Set exercise 1: In the excerpt on Mormons and Christianity, what name does the writer give to religions that take Jesus as their central figure but are too different from historical Christianity to count as the same thing?

BEGIN Excerpt to read

This is... tricky, I think, in terms of sensitivity.

On the one hand, Mormons aren't Christians. Or at least, they do not fall within any historical confession of Christian orthodoxy. They're probably best understood as a type of heretic; personally I put them in a category that I think of as 'Jesusists', that is, religions that take Jesus as their central figure, but which are too different from historical Christianity to be understood as the same thing. The point is that "Mormons aren't Christians", as a statement, is substantially true.

On the other, it is obviously breathtakingly insensitive to bring that up at this time. Mormons believe that they are Christians, even if they are, in my judgement, in error. (I realise that technically definitions can't be wrong; even so I can and do believe that they draw the line between Christianity and non-Christianity in an indefensible place.) More importantly, whether Mormonism is a form of Christianity or not is irrelevant to this particular issue. Murdering a group of Mormons at worship is obviously very, very bad. Christians ought to respond to that by condemning the crime while offering empathy, support, and compassion to those grieving. It is not the appropriate time to engage in a confessional dispute.

END Excerpt to read

Set exercise 2: Reproduce word for word the stretch of the records below from the line containing "Annotation task — tag the concrete" through the line containing "[(697, 494), (110, 499)]".

BEGIN Excerpted data

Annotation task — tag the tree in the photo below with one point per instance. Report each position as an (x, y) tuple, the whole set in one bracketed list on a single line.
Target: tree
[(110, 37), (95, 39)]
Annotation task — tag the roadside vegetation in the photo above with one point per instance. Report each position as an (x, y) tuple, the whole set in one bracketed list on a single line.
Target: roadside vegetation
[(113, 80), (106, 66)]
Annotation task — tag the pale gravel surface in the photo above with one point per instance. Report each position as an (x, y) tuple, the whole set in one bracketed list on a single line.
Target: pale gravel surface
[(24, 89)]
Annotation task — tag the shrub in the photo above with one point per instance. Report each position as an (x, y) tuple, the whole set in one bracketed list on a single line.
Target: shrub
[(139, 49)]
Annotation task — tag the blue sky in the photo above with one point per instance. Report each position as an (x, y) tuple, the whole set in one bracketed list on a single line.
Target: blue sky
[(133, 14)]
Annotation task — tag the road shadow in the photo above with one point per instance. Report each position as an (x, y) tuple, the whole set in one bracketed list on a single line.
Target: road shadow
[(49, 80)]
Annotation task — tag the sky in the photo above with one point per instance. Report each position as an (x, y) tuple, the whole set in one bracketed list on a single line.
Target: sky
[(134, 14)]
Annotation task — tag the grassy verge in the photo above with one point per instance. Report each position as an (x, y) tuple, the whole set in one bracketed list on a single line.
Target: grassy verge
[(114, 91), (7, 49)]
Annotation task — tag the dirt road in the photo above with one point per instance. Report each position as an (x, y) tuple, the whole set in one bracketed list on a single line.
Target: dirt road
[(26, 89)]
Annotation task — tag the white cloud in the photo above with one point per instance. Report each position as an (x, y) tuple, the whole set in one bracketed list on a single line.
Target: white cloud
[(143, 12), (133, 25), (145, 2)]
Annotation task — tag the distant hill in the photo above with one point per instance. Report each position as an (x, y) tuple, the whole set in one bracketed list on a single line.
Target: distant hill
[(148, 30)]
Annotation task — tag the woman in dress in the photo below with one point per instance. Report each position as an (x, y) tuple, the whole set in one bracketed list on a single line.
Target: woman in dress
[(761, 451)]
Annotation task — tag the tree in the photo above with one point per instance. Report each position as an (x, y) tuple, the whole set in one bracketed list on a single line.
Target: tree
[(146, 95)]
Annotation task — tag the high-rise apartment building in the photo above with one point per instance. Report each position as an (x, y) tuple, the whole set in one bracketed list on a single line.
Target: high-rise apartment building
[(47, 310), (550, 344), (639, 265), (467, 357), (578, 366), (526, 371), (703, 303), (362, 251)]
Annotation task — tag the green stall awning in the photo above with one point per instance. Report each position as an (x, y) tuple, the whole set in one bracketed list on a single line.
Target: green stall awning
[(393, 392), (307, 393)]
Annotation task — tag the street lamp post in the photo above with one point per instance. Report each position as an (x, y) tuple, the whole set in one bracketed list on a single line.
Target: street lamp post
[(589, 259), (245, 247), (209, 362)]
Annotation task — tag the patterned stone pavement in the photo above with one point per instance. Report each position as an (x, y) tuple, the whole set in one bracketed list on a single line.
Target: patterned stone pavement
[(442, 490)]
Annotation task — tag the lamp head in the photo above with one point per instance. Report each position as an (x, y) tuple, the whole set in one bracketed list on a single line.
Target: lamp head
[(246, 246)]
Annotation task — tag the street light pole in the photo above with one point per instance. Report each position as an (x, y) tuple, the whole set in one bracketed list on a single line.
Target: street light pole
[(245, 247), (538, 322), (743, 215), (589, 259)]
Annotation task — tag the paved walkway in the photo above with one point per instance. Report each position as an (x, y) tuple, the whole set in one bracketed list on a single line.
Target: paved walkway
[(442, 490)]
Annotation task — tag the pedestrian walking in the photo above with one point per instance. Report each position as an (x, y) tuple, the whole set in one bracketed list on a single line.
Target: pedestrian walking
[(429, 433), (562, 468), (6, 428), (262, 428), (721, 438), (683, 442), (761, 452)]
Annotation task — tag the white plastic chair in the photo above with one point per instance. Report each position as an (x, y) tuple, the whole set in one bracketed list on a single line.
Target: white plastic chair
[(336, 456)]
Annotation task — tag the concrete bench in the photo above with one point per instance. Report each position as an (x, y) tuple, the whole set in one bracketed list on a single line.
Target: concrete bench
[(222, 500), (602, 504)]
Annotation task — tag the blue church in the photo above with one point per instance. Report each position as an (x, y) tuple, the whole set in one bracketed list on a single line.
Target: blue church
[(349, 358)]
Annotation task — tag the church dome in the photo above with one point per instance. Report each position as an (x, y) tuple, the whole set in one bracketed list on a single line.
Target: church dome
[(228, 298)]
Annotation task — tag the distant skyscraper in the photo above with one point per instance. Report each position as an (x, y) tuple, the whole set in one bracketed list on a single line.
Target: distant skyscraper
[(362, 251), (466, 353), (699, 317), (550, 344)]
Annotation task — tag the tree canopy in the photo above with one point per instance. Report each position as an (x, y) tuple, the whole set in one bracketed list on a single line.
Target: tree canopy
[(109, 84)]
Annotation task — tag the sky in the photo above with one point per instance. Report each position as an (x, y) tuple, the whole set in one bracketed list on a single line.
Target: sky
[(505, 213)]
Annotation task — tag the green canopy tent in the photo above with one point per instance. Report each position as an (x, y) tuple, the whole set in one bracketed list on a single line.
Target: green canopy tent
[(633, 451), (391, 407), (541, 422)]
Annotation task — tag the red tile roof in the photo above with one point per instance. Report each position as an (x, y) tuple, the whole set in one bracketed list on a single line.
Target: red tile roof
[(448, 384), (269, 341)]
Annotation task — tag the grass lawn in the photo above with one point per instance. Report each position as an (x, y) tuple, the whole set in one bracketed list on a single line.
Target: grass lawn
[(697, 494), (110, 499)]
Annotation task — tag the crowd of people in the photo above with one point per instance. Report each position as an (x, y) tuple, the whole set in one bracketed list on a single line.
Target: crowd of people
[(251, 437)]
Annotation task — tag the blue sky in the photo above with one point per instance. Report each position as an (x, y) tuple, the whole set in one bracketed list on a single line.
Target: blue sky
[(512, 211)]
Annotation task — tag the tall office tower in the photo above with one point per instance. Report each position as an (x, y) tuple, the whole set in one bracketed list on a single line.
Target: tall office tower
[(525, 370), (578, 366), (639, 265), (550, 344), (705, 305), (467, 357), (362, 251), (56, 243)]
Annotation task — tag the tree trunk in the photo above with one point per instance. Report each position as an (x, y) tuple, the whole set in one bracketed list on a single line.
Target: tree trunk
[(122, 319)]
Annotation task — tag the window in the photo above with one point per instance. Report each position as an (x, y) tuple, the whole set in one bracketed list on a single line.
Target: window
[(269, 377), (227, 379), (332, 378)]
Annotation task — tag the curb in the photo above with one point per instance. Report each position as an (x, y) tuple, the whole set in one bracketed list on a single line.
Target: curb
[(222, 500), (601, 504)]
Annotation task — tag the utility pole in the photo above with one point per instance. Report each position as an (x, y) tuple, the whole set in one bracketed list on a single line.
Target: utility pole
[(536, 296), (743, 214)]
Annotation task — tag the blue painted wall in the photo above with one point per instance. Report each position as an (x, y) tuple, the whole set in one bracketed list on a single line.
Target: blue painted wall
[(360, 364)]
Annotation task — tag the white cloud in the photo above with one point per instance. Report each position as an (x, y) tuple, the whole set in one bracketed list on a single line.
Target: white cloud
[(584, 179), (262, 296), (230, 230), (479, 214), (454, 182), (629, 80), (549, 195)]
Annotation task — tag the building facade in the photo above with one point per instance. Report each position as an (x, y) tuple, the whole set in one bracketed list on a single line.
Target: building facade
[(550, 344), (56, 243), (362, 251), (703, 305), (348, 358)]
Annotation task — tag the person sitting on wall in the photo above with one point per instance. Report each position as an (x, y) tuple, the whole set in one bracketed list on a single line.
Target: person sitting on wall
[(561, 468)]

END Excerpted data

Problem solution 1: 'Jesusists'

Problem solution 2:
Annotation task — tag the concrete bench in the photo above with one point per instance. Report each position as an (x, y) tuple, the whole set in one bracketed list on a single line.
Target: concrete bench
[(222, 500), (602, 504)]
Annotation task — tag the blue church in the photo above with one point per instance. Report each position as an (x, y) tuple, the whole set in one bracketed list on a single line.
Target: blue church
[(349, 358)]
Annotation task — tag the church dome in the photo above with one point per instance. Report each position as an (x, y) tuple, the whole set in one bracketed list on a single line.
Target: church dome
[(228, 298)]
Annotation task — tag the distant skyscraper in the photo above with one point per instance. Report each position as an (x, y) tuple, the whole set in one bracketed list on a single line.
Target: distant skyscraper
[(362, 251), (466, 353), (699, 317), (550, 344)]
Annotation task — tag the tree canopy in the photo above with one point per instance. Report each position as an (x, y) tuple, the whole set in one bracketed list on a single line.
Target: tree canopy
[(109, 84)]
Annotation task — tag the sky in the photo above with one point per instance. Report each position as an (x, y) tuple, the whole set in one bracketed list on a single line.
Target: sky
[(505, 213)]
Annotation task — tag the green canopy tent in the photo above with one point per instance. Report each position as an (x, y) tuple, the whole set in one bracketed list on a single line.
Target: green canopy tent
[(633, 451), (391, 407), (541, 422)]
Annotation task — tag the red tile roof in the photo above with one point per instance. Report each position as an (x, y) tuple, the whole set in one bracketed list on a single line.
Target: red tile roof
[(448, 384), (269, 341)]
Annotation task — tag the grass lawn in the photo above with one point per instance. Report each position as an (x, y) tuple, the whole set in one bracketed list on a single line.
Target: grass lawn
[(697, 494), (110, 499)]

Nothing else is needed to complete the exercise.